▸ Consigne: Présentez tous les enregistrements ci-dessous sous forme de CSV à deux colonnes, "texte" et "reponse", avec une ligne par enregistrement, chaque champ entre guillemets et les sauts de ligne remplacés par des espaces. Laissez les images hors de la réponse, s'il vous plaît.

▸ Entrées enregistrées:
● ● ● ● ● ● ●

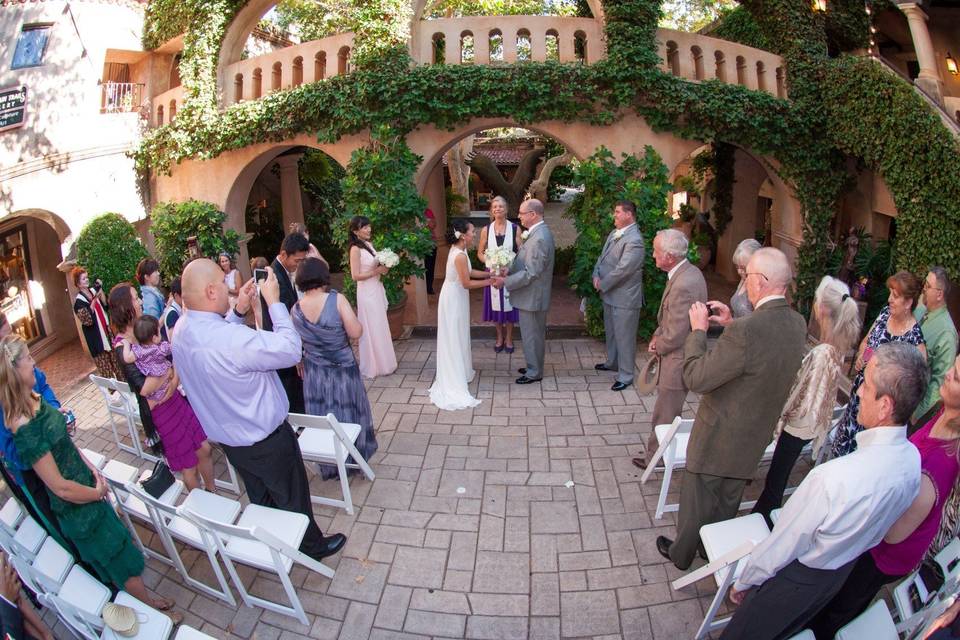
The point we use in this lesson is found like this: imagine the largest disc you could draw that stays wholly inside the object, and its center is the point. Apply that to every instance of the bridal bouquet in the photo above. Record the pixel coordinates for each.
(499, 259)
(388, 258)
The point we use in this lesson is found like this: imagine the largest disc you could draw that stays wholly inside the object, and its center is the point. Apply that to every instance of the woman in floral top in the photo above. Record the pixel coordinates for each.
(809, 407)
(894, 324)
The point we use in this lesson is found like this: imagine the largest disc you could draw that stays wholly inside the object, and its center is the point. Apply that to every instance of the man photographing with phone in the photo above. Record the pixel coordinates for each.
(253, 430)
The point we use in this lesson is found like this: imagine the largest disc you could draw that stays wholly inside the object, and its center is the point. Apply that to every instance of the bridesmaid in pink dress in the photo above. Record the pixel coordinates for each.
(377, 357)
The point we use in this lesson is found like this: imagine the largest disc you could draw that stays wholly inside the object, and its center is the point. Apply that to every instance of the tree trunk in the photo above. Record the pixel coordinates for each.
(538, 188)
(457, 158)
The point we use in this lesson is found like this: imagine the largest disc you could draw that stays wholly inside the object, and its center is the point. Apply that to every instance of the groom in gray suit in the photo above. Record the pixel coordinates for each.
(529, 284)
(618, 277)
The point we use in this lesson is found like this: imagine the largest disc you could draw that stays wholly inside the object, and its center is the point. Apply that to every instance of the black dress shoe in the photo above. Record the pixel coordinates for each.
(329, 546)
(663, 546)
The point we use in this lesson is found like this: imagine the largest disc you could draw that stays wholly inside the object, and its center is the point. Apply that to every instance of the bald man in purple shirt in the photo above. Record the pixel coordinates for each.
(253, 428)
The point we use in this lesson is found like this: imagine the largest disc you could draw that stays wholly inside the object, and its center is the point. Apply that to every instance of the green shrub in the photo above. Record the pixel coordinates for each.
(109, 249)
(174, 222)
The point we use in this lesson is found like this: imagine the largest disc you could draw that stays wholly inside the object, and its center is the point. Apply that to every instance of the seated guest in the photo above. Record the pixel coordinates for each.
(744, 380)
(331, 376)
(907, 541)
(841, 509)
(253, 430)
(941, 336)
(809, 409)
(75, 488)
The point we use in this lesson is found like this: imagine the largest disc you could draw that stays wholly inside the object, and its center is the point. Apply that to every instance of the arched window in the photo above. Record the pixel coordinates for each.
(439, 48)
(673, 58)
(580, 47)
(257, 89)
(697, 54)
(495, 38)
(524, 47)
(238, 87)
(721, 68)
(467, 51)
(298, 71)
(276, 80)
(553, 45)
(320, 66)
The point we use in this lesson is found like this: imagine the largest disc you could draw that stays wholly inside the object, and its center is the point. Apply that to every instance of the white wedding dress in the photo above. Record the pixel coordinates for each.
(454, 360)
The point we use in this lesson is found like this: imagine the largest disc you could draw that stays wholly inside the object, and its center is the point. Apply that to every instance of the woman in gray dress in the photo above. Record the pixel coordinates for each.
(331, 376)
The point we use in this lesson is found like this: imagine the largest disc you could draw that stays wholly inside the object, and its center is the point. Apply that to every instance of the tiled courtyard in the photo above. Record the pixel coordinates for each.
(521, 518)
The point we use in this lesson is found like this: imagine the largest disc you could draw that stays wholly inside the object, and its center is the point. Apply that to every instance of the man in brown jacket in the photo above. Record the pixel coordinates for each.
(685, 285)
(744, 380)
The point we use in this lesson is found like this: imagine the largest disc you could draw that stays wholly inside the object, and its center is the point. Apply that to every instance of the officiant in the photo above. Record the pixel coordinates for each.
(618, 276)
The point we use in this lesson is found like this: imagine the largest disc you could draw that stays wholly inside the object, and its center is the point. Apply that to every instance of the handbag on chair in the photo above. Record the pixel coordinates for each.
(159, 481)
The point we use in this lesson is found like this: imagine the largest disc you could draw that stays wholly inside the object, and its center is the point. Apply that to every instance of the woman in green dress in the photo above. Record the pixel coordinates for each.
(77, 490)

● ● ● ● ● ● ●

▸ Réponse:
texte,reponse
"The point we use in this lesson is found like this: imagine the largest disc you could draw that stays wholly inside the object, and its center is the point. Apply that to every instance of the bridal bouquet in the photo above. Record the pixel coordinates for each.","(499, 259) (388, 258)"
"The point we use in this lesson is found like this: imagine the largest disc you could draw that stays wholly inside the object, and its center is the point. Apply that to every instance of the woman in floral top in the photo above. Record the pixel coordinates for each.","(809, 407) (894, 324)"
"The point we use in this lesson is found like this: imagine the largest disc you could draw that stays wholly inside the object, and its center is the point. Apply that to every instance of the man photographing with phone in the photo above. Record the pixel coordinates for each.","(253, 430)"
"The point we use in this lesson is found like this: imagine the largest disc you could draw that stays wholly inside the object, and its center is the point. Apply that to every instance of the bridesmaid in pink dress in the photo above. Record the pixel coordinates for each.","(377, 357)"
"The point we use in this lesson is found like this: imagine the largest disc you could draw that stays wholly inside the object, and its center is the point. Apply that to every instance of the tree trunk in the photo above. Record the pixel coordinates for each.","(538, 188) (457, 158)"
"The point we use in this lesson is found like this: imagine the largest disc you could draw that stays wholly inside the object, and its center is the point. Apply that to every instance of the groom in gray suit in the photo above. Record the pixel coordinates for each.","(529, 284) (618, 277)"
"The point we use in this lesson is found like this: imagine the largest disc you could draw that stays wholly inside the object, and its center is the point. Apply that to every instance of the black dress shoe in the photo above. Record the pixel coordinates for each.","(329, 546) (663, 546)"
"The point we use in this lesson is found like this: imagine the largest disc you could draw that stays wholly inside the object, and its center is the point. Apply that to every instance of the bald man in purple shirt in the photo above. Record the pixel coordinates for each.","(253, 428)"
"The point we use in this lesson is found like this: imagine the largest disc you could draw that stays wholly inside the object, and its center is the point. Apply that to every instance of the green shrub in the photo above. Record the pixel coordinates for each.","(109, 249) (174, 222)"
"The point we use in this lesson is found like this: imagine the largest disc you could draw that stays wholly inside the object, and its center is the point. Apply that to every instance of the seated guest in the photo above. Record the pixel coordinates for each.","(744, 380) (331, 376) (907, 541) (841, 509) (253, 430) (941, 336) (809, 409) (75, 488)"
"The point we use in this lesson is found like this: imagine the largest disc you could draw that stays wholly inside the object, and its center is the point. Apply that to every instance of the arched window in the photo above. Record the pixel coordinates for each.","(439, 48) (673, 58) (580, 47) (257, 89) (697, 54) (495, 38) (524, 47) (238, 87) (721, 68) (467, 51) (298, 71) (276, 80) (553, 45) (320, 66)"
"The point we use in this lesson is found like this: imagine the largest disc you could draw that stays wholly inside the object, and its center is the point. Apply that to every instance of the white wedding dress in the photo above. Record the pixel coordinates for each.","(454, 360)"
"The point we use in this lesson is found like this: imagine the largest disc you could draw that stays wholly inside the object, and its center is the point. Apply that to every instance of the woman in gray dress in the photo above. Record the pixel coordinates for each.","(331, 376)"
"The point we use in this lesson is found like this: imagine the largest disc you could draw that stays wholly inside the object, and its center is the point. Apply that to every instance of the tiled courtyard in the photo above. Record the pixel coordinates for each.","(521, 518)"
"The point we use in this lesson is found like this: imagine the largest disc you could draw that stays wholly inside the object, and its center is the point. Apply that to every instance of the man in brown jacket in the photo above. Record the pixel coordinates for each.","(685, 285) (744, 380)"
"The point we use in this lesson is found like this: imagine the largest disc you could draw that stays wholly inside the object, and its center is the point. Apply that to every instance of the officiant in the photo above. Record the pixel coordinates for each.","(618, 276)"
"The point we use in this lesson is found like this: imagine the largest disc you could draw that stays wholly inside the object, and its center is the point. Apply that to every instance of the handbag on chair in the photo above. Record the pixel coordinates for each.","(159, 481)"
"The point we use in this lesson is found like this: imagine the largest disc you could draw that stays wholly inside the object, and its center is the point. Apply that to every instance of the woman in green dress in the photo above. Record the pixel coordinates for each.","(77, 490)"